### Task prompt:
The reply must repeat each entry exactly and contain no pictures.

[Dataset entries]
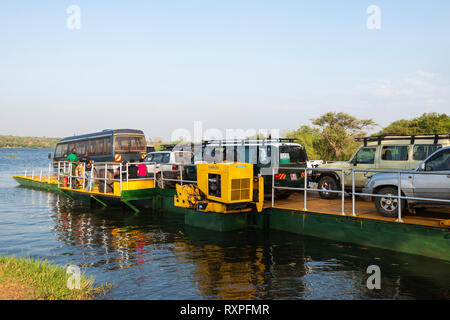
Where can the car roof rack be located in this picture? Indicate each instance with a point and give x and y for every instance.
(413, 138)
(248, 141)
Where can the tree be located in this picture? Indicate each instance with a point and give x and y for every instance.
(308, 137)
(338, 133)
(333, 135)
(428, 123)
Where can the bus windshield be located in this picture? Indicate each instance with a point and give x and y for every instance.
(292, 154)
(129, 144)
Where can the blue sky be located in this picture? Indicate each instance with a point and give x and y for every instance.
(161, 65)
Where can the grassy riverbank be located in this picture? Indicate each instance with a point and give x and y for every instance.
(29, 279)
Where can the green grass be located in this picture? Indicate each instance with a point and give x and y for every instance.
(27, 278)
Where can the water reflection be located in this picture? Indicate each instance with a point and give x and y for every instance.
(158, 250)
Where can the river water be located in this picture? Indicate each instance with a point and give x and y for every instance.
(156, 256)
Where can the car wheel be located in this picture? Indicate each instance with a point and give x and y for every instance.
(282, 194)
(328, 183)
(387, 205)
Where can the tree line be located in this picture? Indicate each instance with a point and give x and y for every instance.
(332, 135)
(329, 137)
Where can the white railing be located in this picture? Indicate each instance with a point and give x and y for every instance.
(41, 172)
(399, 195)
(180, 171)
(305, 189)
(65, 168)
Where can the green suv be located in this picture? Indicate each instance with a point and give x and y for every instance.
(378, 152)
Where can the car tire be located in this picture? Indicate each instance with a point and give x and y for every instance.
(282, 194)
(328, 183)
(387, 206)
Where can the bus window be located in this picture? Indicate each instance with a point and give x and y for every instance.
(99, 146)
(166, 158)
(252, 154)
(60, 150)
(230, 154)
(292, 154)
(421, 151)
(157, 157)
(91, 147)
(107, 146)
(264, 155)
(129, 144)
(394, 153)
(80, 147)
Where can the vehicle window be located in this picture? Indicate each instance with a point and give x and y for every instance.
(91, 147)
(231, 154)
(366, 156)
(264, 155)
(422, 151)
(61, 149)
(129, 144)
(107, 146)
(157, 158)
(253, 154)
(99, 146)
(439, 162)
(289, 154)
(166, 158)
(81, 147)
(394, 153)
(182, 157)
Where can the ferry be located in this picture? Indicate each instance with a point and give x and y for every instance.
(231, 196)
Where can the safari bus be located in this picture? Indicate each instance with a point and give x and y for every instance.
(105, 146)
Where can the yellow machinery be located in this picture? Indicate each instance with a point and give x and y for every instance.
(223, 188)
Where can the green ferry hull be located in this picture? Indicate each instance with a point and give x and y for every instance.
(433, 242)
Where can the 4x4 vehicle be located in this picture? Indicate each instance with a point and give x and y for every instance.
(424, 186)
(169, 162)
(379, 152)
(269, 157)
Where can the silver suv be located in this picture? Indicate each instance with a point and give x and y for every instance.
(432, 186)
(379, 152)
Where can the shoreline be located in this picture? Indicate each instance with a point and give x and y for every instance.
(37, 279)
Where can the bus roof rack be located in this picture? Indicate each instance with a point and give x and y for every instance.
(249, 141)
(413, 138)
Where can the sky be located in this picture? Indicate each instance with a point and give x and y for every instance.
(160, 65)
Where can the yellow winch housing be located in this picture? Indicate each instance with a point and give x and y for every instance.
(223, 187)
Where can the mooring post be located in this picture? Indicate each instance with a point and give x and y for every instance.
(399, 201)
(353, 193)
(305, 195)
(343, 192)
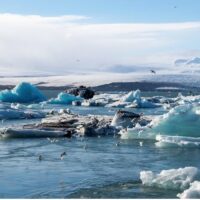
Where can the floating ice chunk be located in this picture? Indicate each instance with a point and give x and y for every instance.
(64, 98)
(193, 192)
(22, 93)
(134, 99)
(20, 114)
(164, 140)
(178, 179)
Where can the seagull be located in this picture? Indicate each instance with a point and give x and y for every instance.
(117, 144)
(153, 72)
(62, 155)
(40, 157)
(85, 146)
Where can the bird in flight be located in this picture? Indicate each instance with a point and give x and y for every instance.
(152, 71)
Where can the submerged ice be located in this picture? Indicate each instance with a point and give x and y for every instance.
(177, 179)
(182, 120)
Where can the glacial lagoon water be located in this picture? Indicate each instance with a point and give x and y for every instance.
(92, 167)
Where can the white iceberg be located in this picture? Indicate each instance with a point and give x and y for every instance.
(64, 98)
(177, 179)
(193, 192)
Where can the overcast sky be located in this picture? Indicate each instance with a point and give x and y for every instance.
(60, 37)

### Output for this task:
Where can the car roof rack be located in this picture? Indicate each instance with a point and give x and y for every instance.
(413, 138)
(248, 141)
Where can the tree be located in this picture? Indicate each instance with a point and give x and y for every instance.
(308, 137)
(338, 133)
(333, 135)
(428, 123)
Where can the bus windshield be located in this picture? Indicate each instance with a point and give x and y for every instance.
(292, 154)
(129, 144)
Where can the blue sky be located in this picture? Indicate each instance with a point and give x and y for every instance.
(161, 65)
Where can the grassy riverbank be located in this picture? Indicate each instance with a point and give x and y for every instance.
(29, 279)
Where can the green grass be located in this picture? Indicate each instance with a point and give x and y for every instance.
(27, 278)
Where can the water reflection be located in this picture? Indicate each instance with a point and give x and y for every instance.
(158, 250)
Where can the river water be located in this picture? Indicate each instance with a point and give x and y for every instance.
(156, 256)
Where can the car wheel be located in this picture? Indicate each instance with a point and give x and y for every instance.
(282, 194)
(328, 183)
(387, 205)
Where can the tree line be located in this picture? Indicate each instance with a point and give x and y for every instance.
(332, 135)
(329, 137)
Where can the white railing be located in this picture? Indicate each instance with a point and give x and y for every instance.
(41, 172)
(399, 195)
(180, 171)
(305, 189)
(65, 168)
Where can the green suv be located in this picture? Indicate each instance with a point and give x and y for every instance.
(378, 152)
Where can the car tire be located in this picture? Indicate each instance with a point and give x and y for every instance.
(282, 194)
(328, 183)
(387, 206)
Where can the bus window be located in this picture? Indicate each instance with a point and give x and y for every instance.
(99, 146)
(166, 158)
(252, 154)
(60, 150)
(230, 154)
(292, 154)
(421, 151)
(157, 157)
(91, 147)
(107, 146)
(264, 155)
(129, 144)
(394, 153)
(80, 147)
Where can the vehicle window be located in this picture? Indicate each instance with a point and give x and y for every instance.
(91, 147)
(231, 154)
(366, 156)
(264, 155)
(422, 151)
(61, 149)
(129, 144)
(107, 146)
(157, 158)
(253, 154)
(99, 146)
(439, 162)
(289, 154)
(166, 158)
(81, 147)
(394, 153)
(182, 157)
Where can the ferry be located in this picture? Indicate each instance with a point and give x and y for every instance.
(231, 196)
Where can the safari bus be located in this picture? Indicate each instance with a point and give x and y for every instance.
(105, 146)
Where can the yellow machinery be located in this picture? Indicate each instance with a point and give x and y for every instance.
(223, 188)
Where can the green ferry hull be located in this picture? Indicate each instance with a point and give x and y for every instance.
(433, 242)
Where can the 4x4 vehicle be located in this picture? Indicate each instance with a point and give x and y for every instance.
(424, 186)
(169, 162)
(379, 152)
(269, 157)
Where can the silver suv be located in this picture? Indicate each instance with a point and give x and y for every instance.
(432, 186)
(379, 152)
Where can the shoreline be located in this picture? Indicate each instance with a point and give x and y for every instance.
(37, 279)
Where can the bus roof rack be located in this picture? Indicate each instance with a point and give x and y for every instance.
(249, 141)
(413, 138)
Where can the sky be located in this picture? Indicate each instance with a point and give x and y for every instance.
(160, 65)
Where can the yellow winch housing be located in this picture? Indicate each instance with a point and give x and y for every instance.
(223, 187)
Where can the mooring post be located in this picture? Indicate each instance with a point and give x and y for every instance.
(399, 201)
(353, 193)
(305, 195)
(343, 192)
Where can the floating ice chunk be located in this picture? Indicate each instance with a point and give x and y for every instance.
(64, 98)
(193, 192)
(22, 93)
(134, 99)
(20, 114)
(164, 140)
(178, 179)
Where can the seagull be located in this picture? Indicate each instance with a point and give x and y for every instance.
(117, 144)
(153, 72)
(62, 155)
(40, 157)
(85, 146)
Where can the bird in flight be located in this picture? Indicate each instance with a point and give x and y for every instance.
(152, 71)
Where can the submerged ice be located in this picture? Indicate each instance with a point and give x and y for every instance.
(177, 179)
(182, 120)
Where can the glacial lagoon water be located in this picture? Indicate each instance with a point and give x and y for every instance.
(92, 167)
Where can the white iceberg be located in this picture? Indicate each instance with a point and give x and y for every instance.
(64, 98)
(177, 179)
(193, 192)
Where can the overcast sky be located in this picture? Indicate each instance with a point and give x and y for every instance.
(60, 37)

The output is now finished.